Point localization data
+ + + + +
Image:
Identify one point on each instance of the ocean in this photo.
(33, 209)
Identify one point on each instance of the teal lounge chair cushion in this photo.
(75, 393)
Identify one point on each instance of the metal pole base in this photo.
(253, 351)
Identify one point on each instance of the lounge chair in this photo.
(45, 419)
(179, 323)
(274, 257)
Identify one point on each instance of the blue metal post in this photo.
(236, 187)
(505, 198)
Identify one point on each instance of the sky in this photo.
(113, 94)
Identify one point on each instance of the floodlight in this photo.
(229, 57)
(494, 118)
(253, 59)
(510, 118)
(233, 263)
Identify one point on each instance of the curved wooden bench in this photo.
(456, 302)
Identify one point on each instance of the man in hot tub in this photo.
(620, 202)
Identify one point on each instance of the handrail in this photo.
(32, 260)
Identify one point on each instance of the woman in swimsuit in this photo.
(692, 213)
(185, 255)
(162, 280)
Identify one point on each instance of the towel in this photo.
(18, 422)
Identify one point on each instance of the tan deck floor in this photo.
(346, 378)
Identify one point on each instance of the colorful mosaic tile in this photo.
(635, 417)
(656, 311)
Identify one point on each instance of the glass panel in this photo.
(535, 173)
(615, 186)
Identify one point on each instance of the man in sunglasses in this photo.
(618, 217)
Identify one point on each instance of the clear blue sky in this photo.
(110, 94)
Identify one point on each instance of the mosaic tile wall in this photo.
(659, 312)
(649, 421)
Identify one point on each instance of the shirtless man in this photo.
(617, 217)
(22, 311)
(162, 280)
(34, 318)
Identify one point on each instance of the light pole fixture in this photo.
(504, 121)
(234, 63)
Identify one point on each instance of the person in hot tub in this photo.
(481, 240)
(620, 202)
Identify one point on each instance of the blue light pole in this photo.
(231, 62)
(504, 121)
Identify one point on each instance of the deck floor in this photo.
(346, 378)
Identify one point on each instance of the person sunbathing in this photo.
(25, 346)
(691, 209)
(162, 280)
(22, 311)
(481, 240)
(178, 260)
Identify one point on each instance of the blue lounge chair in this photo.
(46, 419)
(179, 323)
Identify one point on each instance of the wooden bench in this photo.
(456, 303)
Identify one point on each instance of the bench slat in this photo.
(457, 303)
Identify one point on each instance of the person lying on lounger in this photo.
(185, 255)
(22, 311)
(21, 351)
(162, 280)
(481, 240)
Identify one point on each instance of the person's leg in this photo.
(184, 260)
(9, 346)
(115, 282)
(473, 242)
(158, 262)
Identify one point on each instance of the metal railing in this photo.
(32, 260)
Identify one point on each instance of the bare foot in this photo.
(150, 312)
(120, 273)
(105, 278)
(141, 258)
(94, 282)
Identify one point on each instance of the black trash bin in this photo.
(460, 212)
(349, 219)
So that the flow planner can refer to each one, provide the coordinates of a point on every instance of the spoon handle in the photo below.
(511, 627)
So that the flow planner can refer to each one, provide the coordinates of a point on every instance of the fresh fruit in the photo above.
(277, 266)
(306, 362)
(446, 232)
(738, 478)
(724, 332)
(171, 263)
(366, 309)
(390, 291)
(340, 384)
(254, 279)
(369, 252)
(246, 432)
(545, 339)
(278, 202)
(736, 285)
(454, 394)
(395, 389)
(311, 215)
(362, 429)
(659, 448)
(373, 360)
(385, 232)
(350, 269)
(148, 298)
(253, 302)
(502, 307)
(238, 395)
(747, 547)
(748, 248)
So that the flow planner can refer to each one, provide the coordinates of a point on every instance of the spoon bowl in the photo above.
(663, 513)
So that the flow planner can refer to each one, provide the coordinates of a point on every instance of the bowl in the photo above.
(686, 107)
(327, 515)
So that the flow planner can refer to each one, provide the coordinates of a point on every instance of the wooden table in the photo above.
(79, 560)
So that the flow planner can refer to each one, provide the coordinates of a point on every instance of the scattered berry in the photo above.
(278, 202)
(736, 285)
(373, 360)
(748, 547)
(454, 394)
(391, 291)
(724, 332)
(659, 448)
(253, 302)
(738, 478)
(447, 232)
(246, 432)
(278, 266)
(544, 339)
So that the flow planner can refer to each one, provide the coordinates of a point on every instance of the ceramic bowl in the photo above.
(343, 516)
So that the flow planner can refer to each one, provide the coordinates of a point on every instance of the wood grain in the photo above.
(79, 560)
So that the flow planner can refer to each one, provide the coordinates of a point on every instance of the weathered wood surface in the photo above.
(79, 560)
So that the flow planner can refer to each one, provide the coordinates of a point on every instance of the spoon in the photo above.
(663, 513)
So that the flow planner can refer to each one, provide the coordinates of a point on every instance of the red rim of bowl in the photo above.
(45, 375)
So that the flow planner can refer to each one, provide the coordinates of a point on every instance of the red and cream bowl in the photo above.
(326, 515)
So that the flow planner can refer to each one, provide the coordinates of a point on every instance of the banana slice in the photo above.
+ + + + +
Task statement:
Write out the entries above once more, without altering anything.

Answer space:
Image:
Identify one point on each instance of the ocean in this photo.
(33, 209)
Identify one point on each instance of the teal lounge chair cushion in this photo.
(75, 393)
Identify one point on each instance of the metal pole base in this photo.
(253, 351)
Identify one point on each instance of the lounge chair in this photo.
(45, 419)
(179, 323)
(274, 257)
Identify one point on each instance of the blue metal post in this photo.
(236, 187)
(505, 198)
Identify one point on each instance of the sky in this photo.
(113, 94)
Identify one point on each instance of the floodlight in this photo.
(229, 57)
(494, 118)
(253, 59)
(510, 118)
(233, 263)
Identify one point on each instance of the curved wooden bench in this photo.
(456, 302)
Identify one point on each instance of the man in hot tub in this photo.
(620, 202)
Identify one point on each instance of the handrail in this photo.
(32, 260)
Identify one point on each instance of the woman in swimsuit in this photo.
(692, 213)
(185, 255)
(162, 280)
Identify one point on each instance of the towel in this photo.
(18, 422)
Identify one point on each instance of the tan deck floor in this photo.
(346, 378)
Identify one point on each instance of the colorful mosaic tile in this photo.
(635, 417)
(656, 311)
Identify one point on each instance of the glass panel in this photo.
(535, 173)
(615, 186)
Identify one point on each instance of the man in sunglasses in this photo.
(618, 217)
Identify one point on each instance of the clear blue sky in this photo.
(110, 94)
Identify one point on each instance of the mosaic tile wall in this photo.
(659, 312)
(649, 421)
Identify one point on each instance of the shirtless man in this photo.
(617, 217)
(22, 311)
(162, 280)
(34, 318)
Identify one point on each instance of the light pole fixture in this photo.
(504, 121)
(234, 63)
Identify one point on each instance of the person in hot tub in this photo.
(481, 240)
(620, 202)
Identify one point on each instance of the blue light pole in this photo.
(231, 62)
(504, 121)
Identify one point on each instance of the deck floor in this photo.
(346, 378)
Identify one point on each instance of the person sunbathing in this photo.
(25, 346)
(691, 209)
(162, 280)
(22, 311)
(481, 240)
(178, 260)
Identify one point on each instance of the blue lounge chair in this photo.
(46, 419)
(179, 323)
Identify one point on each instance of the wooden bench in this photo.
(456, 303)
Identify one point on each instance of the bench slat in this photo.
(457, 303)
Identify one point on each instance of the person lying on lounger in this photo.
(185, 255)
(22, 311)
(21, 351)
(162, 280)
(481, 240)
Identify one point on each instance of the person's leg in this photo.
(184, 260)
(9, 346)
(115, 282)
(473, 242)
(158, 262)
Identify one point on each instance of the metal railing in this photo.
(32, 260)
Identify one point on each instance of the bare foot in this photo.
(150, 312)
(120, 273)
(105, 278)
(141, 258)
(94, 282)
Identify one point on each instance of the black trash bin in this photo.
(460, 212)
(349, 219)
So that the flow planner can refer to each one, provide the coordinates of a point on every instance of the spoon handle in the photo below.
(511, 627)
So that the flow planner can refer to each one, provide the coordinates of a point on every instance of the fresh fruit in the photo above.
(277, 266)
(306, 362)
(446, 232)
(738, 478)
(724, 332)
(171, 263)
(366, 309)
(390, 291)
(340, 384)
(254, 279)
(369, 252)
(246, 432)
(545, 339)
(278, 202)
(736, 285)
(454, 394)
(395, 389)
(311, 215)
(362, 429)
(659, 448)
(373, 360)
(385, 232)
(350, 269)
(148, 298)
(253, 302)
(502, 307)
(238, 395)
(747, 547)
(748, 248)
So that the flow planner can refer to each one, provide the coordinates of a point on every instance of the spoon bowl in the photo above.
(663, 513)
So that the flow planner can refer to each one, provide the coordinates of a point on every instance of the bowl in the photo above.
(686, 107)
(327, 515)
So that the flow planner can refer to each one, provide the coordinates of a point on every instance of the wooden table in the photo above.
(79, 560)
So that the flow planner can refer to each one, provide the coordinates of a point on every instance of the scattered berry in the photo above.
(278, 202)
(736, 285)
(373, 360)
(748, 547)
(454, 394)
(391, 291)
(724, 332)
(659, 448)
(253, 302)
(738, 478)
(447, 232)
(246, 432)
(278, 266)
(544, 339)
So that the flow planner can refer to each one, provide the coordinates of a point on every instance of the ceramic bowl in the photo above.
(343, 516)
So that the flow planner can refer to each one, provide the coordinates of a point on every instance of the wood grain in the photo above.
(79, 560)
So that the flow planner can refer to each one, provide the coordinates of a point on every instance of the weathered wood surface in the photo above.
(79, 560)
So that the flow planner can refer to each one, provide the coordinates of a point on every instance of the spoon in the photo above.
(663, 513)
So that the flow planner can refer to each one, provide the coordinates of a point on every instance of the red rim of bowl in the photo above.
(45, 375)
So that the flow planner can refer to each one, provide the coordinates of a point on every instance of the red and cream bowl in the photo above.
(326, 515)
So that the flow planner can refer to each one, provide the coordinates of a point on every instance of the banana slice in the photo above.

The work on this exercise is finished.